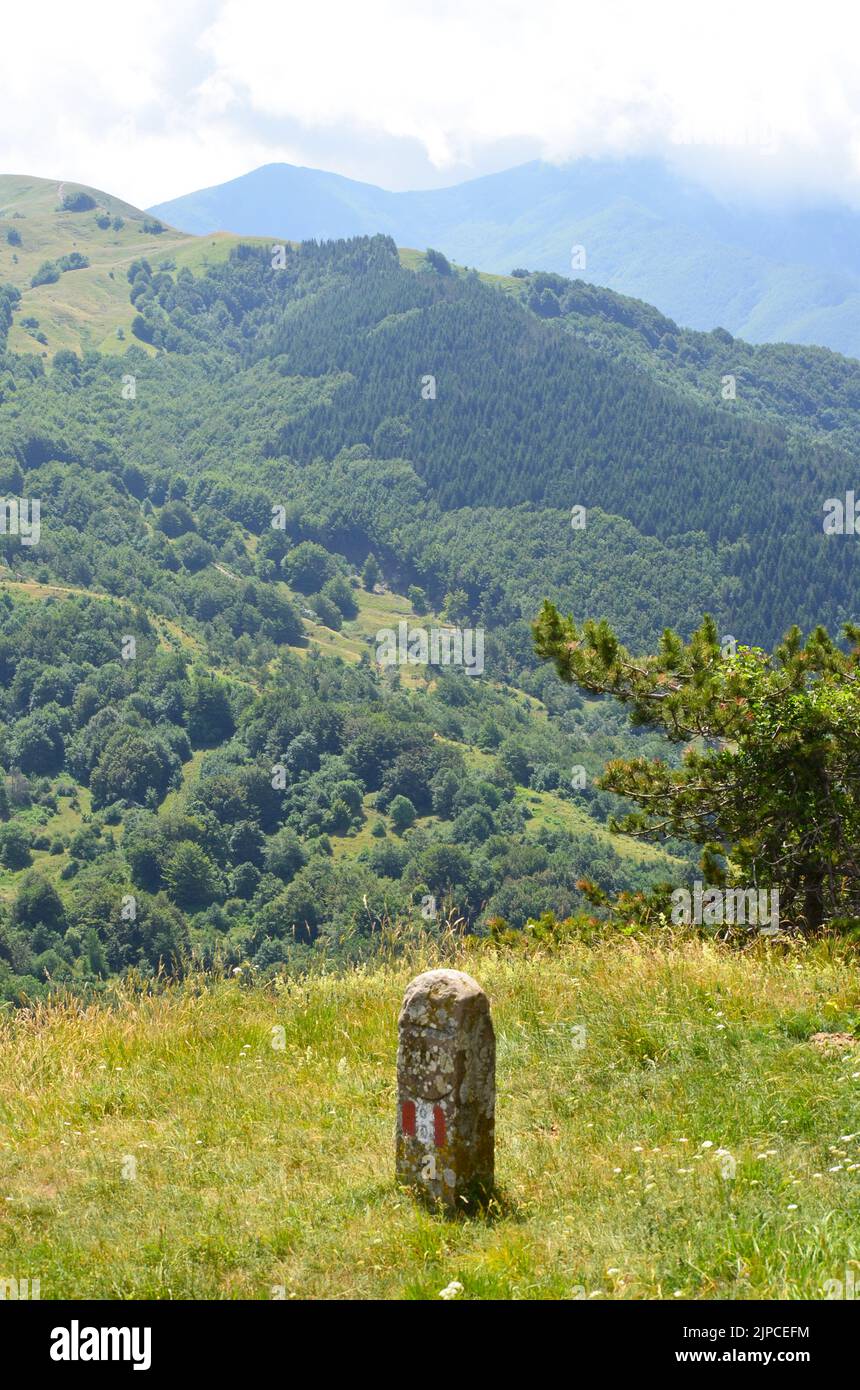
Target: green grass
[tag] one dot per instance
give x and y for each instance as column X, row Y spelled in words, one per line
column 85, row 307
column 260, row 1169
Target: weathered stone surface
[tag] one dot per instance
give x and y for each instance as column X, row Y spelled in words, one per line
column 446, row 1087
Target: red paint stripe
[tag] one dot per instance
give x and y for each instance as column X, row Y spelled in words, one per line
column 438, row 1126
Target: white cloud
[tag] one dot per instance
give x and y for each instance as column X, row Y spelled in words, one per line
column 154, row 99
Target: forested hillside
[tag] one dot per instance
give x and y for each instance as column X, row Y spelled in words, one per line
column 302, row 448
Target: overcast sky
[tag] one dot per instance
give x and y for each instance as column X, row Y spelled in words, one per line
column 150, row 99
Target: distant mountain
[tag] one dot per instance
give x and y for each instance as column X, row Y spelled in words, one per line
column 788, row 274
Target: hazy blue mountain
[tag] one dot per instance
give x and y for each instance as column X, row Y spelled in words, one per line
column 767, row 274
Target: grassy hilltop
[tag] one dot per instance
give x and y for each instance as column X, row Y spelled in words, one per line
column 85, row 307
column 266, row 1172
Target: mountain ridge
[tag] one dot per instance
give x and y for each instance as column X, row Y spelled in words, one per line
column 770, row 275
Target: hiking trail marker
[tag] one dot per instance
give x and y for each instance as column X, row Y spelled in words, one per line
column 446, row 1089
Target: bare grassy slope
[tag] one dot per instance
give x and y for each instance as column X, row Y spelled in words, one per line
column 260, row 1169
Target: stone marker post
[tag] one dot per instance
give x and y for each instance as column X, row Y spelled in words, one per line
column 446, row 1087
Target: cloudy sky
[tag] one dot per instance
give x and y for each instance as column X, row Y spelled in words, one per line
column 157, row 97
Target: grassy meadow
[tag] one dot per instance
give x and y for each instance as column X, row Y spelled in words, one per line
column 159, row 1146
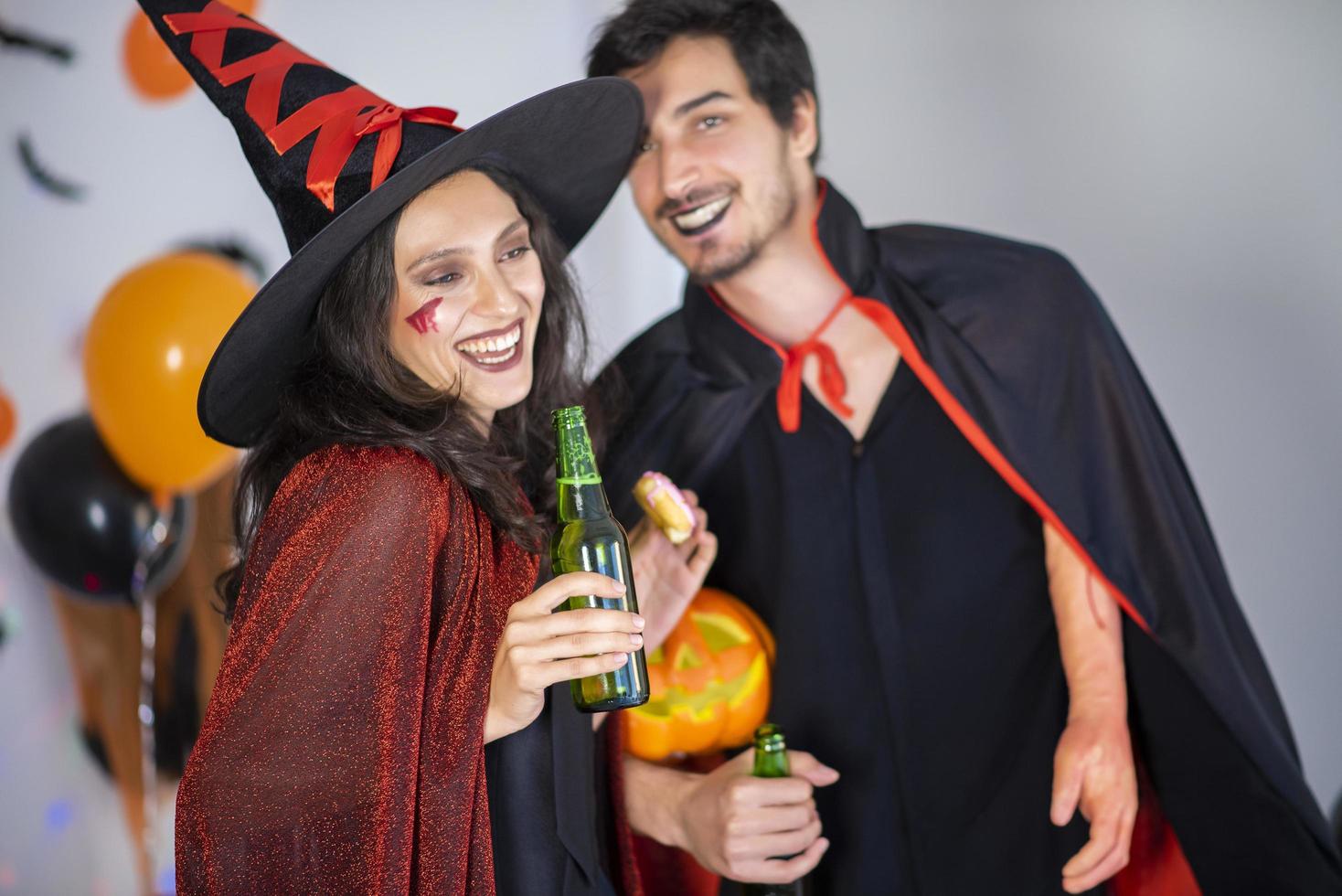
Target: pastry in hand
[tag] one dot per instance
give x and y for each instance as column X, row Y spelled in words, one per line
column 667, row 507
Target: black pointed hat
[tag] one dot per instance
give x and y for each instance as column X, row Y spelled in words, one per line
column 336, row 160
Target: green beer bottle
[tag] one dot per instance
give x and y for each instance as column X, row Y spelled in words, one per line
column 772, row 763
column 590, row 539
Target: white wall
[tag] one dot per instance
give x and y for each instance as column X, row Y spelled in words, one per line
column 1183, row 153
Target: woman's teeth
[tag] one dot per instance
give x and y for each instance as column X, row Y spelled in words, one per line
column 495, row 344
column 702, row 215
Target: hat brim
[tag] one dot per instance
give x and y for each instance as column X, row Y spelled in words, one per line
column 570, row 146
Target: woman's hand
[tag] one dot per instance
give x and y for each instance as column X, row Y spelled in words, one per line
column 668, row 576
column 541, row 648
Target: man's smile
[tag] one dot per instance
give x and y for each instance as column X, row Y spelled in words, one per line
column 701, row 219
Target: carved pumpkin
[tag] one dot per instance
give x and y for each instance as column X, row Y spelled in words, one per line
column 708, row 682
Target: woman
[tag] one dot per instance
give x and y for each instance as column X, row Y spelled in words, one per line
column 395, row 381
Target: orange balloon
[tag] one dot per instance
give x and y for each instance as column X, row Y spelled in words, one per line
column 154, row 71
column 7, row 419
column 145, row 353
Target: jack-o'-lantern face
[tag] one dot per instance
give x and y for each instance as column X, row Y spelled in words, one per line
column 708, row 682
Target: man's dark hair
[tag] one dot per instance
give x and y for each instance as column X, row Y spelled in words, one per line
column 768, row 48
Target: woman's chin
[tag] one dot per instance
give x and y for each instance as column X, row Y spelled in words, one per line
column 507, row 390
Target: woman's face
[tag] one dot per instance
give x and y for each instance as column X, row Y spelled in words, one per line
column 469, row 292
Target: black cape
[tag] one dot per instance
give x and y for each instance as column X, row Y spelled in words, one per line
column 1021, row 356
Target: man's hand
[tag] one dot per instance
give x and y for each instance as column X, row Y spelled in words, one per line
column 1092, row 770
column 740, row 827
column 668, row 576
column 1092, row 766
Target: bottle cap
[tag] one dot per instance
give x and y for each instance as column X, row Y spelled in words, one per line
column 769, row 738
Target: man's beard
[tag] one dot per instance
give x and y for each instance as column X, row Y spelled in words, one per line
column 779, row 207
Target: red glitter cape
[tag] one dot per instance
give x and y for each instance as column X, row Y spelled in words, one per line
column 343, row 750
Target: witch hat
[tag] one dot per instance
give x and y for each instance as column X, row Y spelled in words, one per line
column 336, row 160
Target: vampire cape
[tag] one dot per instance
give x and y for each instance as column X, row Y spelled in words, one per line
column 1017, row 352
column 344, row 744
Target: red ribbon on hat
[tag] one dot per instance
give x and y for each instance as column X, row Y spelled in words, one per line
column 340, row 120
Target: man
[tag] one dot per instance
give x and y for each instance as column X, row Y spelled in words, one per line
column 937, row 475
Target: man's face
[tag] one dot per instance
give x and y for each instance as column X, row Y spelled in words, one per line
column 713, row 178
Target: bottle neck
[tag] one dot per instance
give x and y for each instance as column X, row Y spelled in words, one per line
column 584, row 500
column 576, row 478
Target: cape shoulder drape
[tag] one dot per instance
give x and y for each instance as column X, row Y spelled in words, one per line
column 343, row 749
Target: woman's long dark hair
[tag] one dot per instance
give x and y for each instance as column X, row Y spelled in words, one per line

□ □ □ □ □ □ □

Task statement =
The reply should consist of one number, the count of lines above with the string "cape" in them.

Output below =
4